Page
Let us at first show that the protocol terminates for all a in the support of \(\mu \). Assume that Alice has a and Bob has \(\mu \). Let \(i = \left\lfloor \log _2\left( \frac{1}{\mu (a)}\right) \right\rfloor \) so that \(a\in S_i\). The protocol terminates on Stage t where

$$\begin{aligned} r(t - 1) \le i \le rt - 1 \end{aligned}$$
(2)

or earlier. Indeed all hash values of a available to Bob on Stage t coincide with hash values of some element of \(S_i\) (for instance, with those of a).

Thus Alice sends at most \(k + rt\) bits to Bob and Bob sends at most t bits to Alice. The left-hand size of (2) implies that \(t \le \frac{i}{r} + 1\). Therefore Alice’s communication is bounded by

$$ \begin{aligned} k + rt&\le k + r\left( \frac{i}{r} + 1\right) \\&= \left\lceil \log _2\left( \frac{1}{\varepsilon }\right) \right\rceil + i + r\\&\le \log _2\left( \frac{1}{\mu (a)}\right) + r + \log _2\left( \frac{1}{\varepsilon }\right) +1, \end{aligned} $$

and Bob’s communication is bounded by

$$t\le \frac{i}{r} + 1 \le \frac{\log _2\left( \frac{1}{\mu (a)}\right) }{r} + 1.$$

These two bounds imply that the total communication length is at most \( \log _2\left( \frac{1}{\mu (a)}\right) + \frac{\log _2\left( \frac{1}{\mu (a)}\right) }{r} + r + \log _2\left( \frac{1}{\varepsilon }\right) + 2\). The number of rounds equals the length of Bob’s communication, multiplied by 2. Hence this number is at most \(\frac{2\log _2\left( \frac{1}{\mu (a)}\right) }{r} + 2\). We conclude that the communication and the number of rounds are as short as required.

Tasks
[A] Answer these questions from the passage:
(i) At most how many bits does Alice send to Bob?
(ii) At most how many bits does Bob send to Alice?
(iii) The number of rounds equals what?
[B] Count the lines of the records that contain the string "green", where case counts, and give only the number.
The passage and the records have no connection to each other.

Data listing
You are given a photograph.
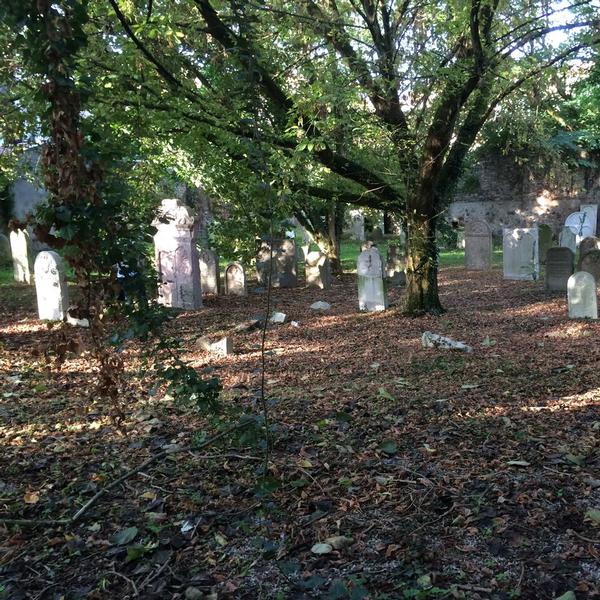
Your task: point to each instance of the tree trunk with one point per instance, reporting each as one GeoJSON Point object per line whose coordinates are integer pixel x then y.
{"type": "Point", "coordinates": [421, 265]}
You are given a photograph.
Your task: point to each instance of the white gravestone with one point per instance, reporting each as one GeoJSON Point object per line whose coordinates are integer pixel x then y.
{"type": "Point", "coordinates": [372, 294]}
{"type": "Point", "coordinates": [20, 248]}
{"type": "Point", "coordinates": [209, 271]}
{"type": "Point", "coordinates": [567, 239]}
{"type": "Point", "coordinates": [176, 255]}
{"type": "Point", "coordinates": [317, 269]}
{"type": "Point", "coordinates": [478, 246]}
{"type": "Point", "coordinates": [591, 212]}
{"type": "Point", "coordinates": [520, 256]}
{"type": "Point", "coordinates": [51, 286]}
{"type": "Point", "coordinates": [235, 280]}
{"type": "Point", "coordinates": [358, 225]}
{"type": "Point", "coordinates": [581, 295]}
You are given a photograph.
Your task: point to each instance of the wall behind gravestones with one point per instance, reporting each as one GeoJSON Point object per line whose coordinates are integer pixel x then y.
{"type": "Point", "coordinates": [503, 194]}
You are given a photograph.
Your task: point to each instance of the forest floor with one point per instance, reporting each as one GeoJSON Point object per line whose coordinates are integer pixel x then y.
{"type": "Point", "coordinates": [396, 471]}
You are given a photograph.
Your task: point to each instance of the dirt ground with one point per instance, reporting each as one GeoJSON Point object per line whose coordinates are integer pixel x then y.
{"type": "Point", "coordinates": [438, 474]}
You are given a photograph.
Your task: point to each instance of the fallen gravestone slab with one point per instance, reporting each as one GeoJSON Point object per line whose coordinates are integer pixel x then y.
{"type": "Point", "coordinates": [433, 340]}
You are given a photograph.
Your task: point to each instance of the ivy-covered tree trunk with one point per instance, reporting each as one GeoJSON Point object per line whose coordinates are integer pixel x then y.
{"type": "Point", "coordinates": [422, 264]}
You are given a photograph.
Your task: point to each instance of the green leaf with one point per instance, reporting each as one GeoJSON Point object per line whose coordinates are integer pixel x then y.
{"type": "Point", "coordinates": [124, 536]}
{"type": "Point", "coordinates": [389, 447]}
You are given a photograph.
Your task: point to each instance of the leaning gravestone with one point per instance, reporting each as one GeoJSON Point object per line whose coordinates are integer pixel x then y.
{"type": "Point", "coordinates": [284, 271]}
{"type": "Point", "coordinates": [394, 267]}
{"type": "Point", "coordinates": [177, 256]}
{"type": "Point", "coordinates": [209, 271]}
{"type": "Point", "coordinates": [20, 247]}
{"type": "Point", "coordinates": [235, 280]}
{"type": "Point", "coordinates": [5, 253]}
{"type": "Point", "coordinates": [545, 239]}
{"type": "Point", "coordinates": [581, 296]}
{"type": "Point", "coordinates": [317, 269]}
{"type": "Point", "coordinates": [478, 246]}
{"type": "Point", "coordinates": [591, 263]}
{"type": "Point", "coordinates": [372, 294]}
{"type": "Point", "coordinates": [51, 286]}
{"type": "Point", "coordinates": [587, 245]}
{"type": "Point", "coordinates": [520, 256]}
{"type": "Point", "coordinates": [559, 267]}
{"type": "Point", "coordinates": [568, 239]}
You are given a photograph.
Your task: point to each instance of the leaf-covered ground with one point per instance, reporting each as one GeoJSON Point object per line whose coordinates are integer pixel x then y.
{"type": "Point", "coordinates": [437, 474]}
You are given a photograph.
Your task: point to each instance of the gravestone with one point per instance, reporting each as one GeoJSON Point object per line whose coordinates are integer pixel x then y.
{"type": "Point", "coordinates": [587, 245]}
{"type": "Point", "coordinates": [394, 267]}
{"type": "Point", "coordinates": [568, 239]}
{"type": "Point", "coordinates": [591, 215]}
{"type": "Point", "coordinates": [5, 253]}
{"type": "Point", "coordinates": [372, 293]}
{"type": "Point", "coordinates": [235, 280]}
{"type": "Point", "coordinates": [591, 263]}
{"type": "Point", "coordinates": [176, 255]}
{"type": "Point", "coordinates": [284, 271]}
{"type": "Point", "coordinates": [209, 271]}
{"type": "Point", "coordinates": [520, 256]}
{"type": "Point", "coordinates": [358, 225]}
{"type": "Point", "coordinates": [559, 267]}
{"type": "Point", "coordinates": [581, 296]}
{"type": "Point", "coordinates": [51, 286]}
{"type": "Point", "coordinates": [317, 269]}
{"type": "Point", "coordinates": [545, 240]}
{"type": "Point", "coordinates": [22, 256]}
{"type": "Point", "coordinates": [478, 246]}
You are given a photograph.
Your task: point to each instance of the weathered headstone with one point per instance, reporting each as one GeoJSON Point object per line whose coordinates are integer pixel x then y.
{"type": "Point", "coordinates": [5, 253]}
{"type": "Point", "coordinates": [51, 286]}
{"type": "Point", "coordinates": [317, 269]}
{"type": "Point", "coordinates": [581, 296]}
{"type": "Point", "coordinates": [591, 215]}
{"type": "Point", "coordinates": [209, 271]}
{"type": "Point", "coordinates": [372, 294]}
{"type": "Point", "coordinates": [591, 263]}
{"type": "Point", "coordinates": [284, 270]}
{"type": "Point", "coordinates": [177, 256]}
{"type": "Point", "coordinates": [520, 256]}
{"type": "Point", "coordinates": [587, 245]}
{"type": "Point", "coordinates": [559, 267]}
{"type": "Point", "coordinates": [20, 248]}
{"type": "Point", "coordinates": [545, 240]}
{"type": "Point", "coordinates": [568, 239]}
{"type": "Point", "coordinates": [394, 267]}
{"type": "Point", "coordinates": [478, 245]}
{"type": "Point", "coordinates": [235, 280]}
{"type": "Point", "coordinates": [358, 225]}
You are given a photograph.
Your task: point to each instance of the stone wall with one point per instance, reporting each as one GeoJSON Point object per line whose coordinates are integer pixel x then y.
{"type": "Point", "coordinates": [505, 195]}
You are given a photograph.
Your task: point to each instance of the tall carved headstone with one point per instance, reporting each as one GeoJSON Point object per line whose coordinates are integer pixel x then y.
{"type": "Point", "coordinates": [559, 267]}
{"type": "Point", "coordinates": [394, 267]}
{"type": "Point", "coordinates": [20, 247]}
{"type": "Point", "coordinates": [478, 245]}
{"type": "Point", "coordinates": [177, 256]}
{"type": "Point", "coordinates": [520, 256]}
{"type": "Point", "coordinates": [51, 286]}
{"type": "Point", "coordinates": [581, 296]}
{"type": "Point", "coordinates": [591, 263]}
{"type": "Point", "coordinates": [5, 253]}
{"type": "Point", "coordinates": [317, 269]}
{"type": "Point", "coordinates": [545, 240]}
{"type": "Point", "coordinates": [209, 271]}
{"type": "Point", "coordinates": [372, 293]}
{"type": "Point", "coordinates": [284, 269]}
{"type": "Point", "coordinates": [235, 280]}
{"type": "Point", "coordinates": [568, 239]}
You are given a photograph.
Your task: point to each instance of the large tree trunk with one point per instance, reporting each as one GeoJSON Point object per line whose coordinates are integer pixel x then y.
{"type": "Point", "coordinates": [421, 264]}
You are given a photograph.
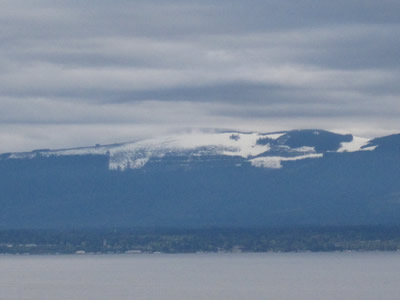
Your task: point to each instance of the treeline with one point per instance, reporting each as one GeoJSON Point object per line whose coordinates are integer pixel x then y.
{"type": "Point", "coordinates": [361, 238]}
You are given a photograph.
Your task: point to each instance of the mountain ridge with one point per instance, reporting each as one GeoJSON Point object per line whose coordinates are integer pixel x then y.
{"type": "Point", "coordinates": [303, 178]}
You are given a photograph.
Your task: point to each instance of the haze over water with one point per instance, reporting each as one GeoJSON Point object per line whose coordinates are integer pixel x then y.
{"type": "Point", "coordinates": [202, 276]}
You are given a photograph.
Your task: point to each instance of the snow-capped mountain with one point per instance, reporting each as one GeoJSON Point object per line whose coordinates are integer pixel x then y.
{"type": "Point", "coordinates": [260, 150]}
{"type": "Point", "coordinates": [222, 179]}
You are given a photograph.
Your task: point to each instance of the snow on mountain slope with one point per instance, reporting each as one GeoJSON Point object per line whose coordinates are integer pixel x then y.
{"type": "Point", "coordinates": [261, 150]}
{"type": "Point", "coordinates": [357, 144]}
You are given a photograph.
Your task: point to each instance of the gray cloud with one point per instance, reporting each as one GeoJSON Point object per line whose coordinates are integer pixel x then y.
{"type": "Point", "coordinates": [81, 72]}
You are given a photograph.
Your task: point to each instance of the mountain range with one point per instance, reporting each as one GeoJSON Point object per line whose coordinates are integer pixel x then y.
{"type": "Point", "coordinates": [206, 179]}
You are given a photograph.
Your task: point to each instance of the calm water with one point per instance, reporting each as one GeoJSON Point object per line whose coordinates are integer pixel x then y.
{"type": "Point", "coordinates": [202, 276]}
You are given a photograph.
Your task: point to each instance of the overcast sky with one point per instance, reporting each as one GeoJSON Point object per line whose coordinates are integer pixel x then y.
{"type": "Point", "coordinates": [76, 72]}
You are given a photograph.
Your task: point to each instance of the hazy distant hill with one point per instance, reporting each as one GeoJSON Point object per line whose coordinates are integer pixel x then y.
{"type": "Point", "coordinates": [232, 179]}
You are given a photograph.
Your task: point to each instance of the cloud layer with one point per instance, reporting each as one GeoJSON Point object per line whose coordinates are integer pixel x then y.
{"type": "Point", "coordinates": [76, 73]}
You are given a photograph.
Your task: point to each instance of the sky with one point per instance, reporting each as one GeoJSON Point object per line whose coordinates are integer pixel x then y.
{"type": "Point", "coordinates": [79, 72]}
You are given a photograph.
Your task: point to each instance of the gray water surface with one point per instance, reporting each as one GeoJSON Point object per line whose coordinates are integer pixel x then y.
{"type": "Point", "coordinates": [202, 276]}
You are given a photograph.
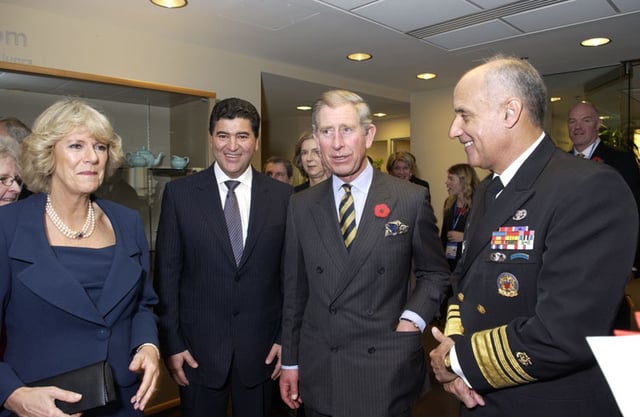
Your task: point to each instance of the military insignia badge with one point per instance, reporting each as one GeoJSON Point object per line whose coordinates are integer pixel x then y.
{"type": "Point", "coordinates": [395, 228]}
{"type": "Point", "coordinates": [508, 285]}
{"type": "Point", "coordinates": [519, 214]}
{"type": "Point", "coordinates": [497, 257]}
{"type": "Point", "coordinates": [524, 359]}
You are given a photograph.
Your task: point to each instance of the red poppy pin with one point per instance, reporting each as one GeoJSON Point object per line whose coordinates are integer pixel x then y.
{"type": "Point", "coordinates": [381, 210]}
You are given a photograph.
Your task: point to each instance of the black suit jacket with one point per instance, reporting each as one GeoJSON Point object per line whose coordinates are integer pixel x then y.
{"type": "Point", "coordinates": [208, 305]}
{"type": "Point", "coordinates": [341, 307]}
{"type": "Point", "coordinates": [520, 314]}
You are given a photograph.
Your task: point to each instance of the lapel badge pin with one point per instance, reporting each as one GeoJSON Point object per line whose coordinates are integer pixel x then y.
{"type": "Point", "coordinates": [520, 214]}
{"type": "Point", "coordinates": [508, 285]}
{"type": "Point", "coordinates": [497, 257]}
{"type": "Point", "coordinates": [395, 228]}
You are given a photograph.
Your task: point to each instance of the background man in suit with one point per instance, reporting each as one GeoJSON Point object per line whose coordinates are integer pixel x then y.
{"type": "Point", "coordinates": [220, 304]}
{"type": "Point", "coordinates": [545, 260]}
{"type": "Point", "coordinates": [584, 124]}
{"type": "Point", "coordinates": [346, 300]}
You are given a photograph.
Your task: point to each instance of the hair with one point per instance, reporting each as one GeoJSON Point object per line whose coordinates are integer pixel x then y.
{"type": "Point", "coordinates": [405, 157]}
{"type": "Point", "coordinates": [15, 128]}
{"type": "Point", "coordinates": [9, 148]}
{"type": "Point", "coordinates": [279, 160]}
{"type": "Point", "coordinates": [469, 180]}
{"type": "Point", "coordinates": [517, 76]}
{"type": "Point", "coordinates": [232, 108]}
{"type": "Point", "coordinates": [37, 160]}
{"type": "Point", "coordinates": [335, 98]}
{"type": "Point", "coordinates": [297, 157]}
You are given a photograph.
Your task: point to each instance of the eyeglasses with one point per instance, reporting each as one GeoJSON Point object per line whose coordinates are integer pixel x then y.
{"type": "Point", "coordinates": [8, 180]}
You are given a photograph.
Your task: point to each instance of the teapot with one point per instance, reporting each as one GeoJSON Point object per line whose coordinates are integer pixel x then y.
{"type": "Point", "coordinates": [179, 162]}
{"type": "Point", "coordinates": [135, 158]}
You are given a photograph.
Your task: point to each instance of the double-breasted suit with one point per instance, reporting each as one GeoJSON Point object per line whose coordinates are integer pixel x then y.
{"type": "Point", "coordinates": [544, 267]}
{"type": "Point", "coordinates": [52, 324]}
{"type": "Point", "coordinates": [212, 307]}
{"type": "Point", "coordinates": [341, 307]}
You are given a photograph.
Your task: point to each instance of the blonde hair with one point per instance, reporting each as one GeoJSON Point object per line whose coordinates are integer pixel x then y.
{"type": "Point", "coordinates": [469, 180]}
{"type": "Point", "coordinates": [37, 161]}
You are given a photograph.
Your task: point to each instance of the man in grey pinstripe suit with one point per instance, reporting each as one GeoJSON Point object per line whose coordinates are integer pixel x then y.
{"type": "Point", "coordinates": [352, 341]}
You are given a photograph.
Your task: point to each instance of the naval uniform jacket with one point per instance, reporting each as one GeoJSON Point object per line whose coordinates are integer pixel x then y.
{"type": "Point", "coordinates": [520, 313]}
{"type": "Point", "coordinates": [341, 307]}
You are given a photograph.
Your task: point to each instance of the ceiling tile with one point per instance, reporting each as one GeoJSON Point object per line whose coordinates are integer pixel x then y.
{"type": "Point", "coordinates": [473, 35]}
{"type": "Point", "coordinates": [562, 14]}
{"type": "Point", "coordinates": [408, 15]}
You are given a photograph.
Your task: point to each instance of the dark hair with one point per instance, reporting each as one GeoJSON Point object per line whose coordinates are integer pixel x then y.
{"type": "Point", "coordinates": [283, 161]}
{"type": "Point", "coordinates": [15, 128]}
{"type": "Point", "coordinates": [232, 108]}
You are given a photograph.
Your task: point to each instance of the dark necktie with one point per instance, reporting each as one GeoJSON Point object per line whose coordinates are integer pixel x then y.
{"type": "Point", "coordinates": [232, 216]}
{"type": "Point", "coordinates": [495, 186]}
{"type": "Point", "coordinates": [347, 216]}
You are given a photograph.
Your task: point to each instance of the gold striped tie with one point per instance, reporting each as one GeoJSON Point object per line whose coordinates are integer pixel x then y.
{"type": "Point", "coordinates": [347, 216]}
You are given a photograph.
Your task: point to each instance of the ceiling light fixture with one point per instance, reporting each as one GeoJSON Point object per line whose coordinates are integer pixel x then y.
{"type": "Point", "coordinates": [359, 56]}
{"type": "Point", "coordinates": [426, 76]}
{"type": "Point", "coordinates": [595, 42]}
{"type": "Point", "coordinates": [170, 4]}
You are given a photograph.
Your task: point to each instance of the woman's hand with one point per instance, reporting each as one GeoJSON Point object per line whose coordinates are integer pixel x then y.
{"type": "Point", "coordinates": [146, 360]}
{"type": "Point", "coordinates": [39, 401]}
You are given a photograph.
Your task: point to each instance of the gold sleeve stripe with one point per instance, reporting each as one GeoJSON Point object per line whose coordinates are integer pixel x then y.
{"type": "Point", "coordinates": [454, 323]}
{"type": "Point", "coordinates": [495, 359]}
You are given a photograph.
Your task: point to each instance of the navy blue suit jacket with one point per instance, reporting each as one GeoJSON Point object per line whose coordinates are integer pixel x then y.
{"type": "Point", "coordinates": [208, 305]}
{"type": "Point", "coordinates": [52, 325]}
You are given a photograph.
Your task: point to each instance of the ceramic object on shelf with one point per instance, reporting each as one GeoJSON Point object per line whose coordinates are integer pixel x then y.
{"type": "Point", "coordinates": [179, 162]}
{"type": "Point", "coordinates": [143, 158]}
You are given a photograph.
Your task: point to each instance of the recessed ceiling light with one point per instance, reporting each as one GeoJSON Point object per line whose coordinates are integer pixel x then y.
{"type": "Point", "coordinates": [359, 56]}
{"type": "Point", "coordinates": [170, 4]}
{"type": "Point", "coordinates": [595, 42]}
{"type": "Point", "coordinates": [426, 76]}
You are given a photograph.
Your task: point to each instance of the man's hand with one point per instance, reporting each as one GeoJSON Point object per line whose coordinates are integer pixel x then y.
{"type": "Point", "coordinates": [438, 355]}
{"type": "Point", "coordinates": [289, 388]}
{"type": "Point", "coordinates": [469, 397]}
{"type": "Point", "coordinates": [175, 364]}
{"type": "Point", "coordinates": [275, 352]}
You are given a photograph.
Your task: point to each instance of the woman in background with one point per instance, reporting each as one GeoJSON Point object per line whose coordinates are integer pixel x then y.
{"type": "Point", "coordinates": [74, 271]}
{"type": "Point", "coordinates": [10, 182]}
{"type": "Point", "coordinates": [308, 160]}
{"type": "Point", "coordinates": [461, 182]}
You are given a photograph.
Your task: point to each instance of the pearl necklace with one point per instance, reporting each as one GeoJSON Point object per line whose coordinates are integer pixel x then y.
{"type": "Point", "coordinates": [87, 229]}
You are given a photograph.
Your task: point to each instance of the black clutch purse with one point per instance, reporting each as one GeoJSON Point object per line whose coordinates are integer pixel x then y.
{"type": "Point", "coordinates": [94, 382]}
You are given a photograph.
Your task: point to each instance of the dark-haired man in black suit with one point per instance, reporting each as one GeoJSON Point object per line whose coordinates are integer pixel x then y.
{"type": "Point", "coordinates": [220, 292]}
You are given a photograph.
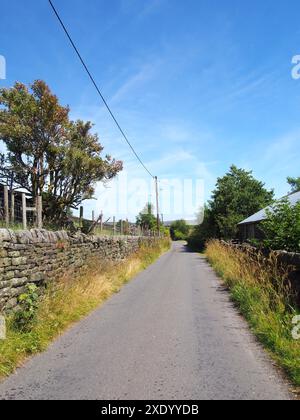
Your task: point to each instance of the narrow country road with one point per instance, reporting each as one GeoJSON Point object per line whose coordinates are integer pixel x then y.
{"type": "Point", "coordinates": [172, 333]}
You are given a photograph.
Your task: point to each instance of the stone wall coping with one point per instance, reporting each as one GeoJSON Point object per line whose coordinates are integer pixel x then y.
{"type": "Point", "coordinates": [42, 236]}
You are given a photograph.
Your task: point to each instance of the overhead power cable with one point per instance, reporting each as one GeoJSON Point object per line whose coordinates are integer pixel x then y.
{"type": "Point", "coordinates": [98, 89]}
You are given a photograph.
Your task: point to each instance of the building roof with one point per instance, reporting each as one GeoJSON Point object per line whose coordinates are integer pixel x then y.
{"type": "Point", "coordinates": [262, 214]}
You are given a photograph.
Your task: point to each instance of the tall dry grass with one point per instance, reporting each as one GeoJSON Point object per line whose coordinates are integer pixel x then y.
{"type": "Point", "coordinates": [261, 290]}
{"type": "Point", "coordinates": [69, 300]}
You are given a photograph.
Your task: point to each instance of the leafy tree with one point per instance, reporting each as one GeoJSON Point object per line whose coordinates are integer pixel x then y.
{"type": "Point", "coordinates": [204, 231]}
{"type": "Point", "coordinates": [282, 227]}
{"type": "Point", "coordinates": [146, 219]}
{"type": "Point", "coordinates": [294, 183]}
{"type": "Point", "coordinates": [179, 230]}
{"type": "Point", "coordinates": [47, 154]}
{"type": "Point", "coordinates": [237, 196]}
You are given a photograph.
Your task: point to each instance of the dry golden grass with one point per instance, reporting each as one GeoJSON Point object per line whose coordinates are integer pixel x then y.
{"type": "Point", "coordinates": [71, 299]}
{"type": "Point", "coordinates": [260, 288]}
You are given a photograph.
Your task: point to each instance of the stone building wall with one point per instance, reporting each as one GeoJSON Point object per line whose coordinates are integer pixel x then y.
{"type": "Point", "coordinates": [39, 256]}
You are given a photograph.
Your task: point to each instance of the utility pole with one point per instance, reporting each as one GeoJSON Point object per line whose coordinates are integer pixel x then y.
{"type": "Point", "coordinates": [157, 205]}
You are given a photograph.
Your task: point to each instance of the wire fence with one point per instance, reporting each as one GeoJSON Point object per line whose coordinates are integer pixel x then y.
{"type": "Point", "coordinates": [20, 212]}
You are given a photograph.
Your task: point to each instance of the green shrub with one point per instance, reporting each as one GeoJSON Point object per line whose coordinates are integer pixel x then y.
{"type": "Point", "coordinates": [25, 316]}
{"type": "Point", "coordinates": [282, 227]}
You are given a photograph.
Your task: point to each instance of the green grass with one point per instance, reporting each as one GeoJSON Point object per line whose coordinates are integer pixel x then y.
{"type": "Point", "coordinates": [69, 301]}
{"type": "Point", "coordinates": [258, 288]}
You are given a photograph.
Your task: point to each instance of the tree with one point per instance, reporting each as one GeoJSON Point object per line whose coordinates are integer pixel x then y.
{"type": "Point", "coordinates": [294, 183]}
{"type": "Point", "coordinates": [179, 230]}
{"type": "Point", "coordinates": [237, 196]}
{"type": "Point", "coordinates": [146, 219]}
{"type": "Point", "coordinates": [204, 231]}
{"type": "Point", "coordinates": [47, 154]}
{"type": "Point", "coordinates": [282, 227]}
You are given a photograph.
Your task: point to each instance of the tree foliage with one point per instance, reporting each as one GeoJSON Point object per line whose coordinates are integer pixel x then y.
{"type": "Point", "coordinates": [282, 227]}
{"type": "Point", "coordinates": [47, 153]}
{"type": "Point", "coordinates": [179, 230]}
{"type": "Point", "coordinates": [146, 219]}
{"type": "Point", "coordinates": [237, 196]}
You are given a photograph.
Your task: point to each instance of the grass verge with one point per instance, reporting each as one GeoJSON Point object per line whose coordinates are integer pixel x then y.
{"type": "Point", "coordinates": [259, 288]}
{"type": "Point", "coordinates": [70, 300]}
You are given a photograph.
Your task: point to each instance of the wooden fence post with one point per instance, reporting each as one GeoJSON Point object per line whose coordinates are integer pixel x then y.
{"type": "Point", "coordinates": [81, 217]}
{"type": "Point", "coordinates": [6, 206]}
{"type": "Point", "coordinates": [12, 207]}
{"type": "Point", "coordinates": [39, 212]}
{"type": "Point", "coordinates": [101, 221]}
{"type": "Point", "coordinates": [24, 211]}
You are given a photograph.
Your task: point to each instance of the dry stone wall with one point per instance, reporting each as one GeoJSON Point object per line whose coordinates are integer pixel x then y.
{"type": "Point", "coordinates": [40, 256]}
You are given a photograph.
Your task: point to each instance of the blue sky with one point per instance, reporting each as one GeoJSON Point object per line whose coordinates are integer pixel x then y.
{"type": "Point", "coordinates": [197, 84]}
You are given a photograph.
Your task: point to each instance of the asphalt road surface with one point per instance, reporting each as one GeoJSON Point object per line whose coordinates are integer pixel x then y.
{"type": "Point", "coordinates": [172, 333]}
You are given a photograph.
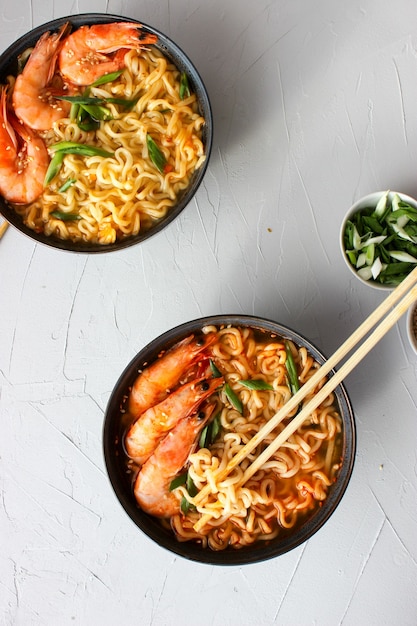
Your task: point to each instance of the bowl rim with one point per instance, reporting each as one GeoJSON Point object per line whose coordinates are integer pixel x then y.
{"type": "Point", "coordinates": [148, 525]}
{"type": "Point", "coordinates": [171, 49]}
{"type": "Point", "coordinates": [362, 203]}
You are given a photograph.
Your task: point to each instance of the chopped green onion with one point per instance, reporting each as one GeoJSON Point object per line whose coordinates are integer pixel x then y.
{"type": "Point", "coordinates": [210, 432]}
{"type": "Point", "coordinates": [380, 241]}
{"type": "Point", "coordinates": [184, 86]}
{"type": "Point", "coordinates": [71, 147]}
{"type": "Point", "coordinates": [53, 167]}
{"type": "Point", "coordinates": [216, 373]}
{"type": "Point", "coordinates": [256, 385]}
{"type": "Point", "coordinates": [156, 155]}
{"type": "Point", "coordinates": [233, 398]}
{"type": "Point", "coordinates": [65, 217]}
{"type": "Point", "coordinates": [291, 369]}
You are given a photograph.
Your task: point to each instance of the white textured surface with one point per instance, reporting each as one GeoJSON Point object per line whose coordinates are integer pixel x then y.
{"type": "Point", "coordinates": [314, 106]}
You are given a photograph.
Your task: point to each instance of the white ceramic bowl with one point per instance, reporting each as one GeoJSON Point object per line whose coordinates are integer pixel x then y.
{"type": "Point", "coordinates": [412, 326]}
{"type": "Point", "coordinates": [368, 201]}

Task answers
[A]
(i) At most k + rt bits.
(ii) At most t bits.
(iii) The length of Bob's communication, multiplied by 2.

[B] 4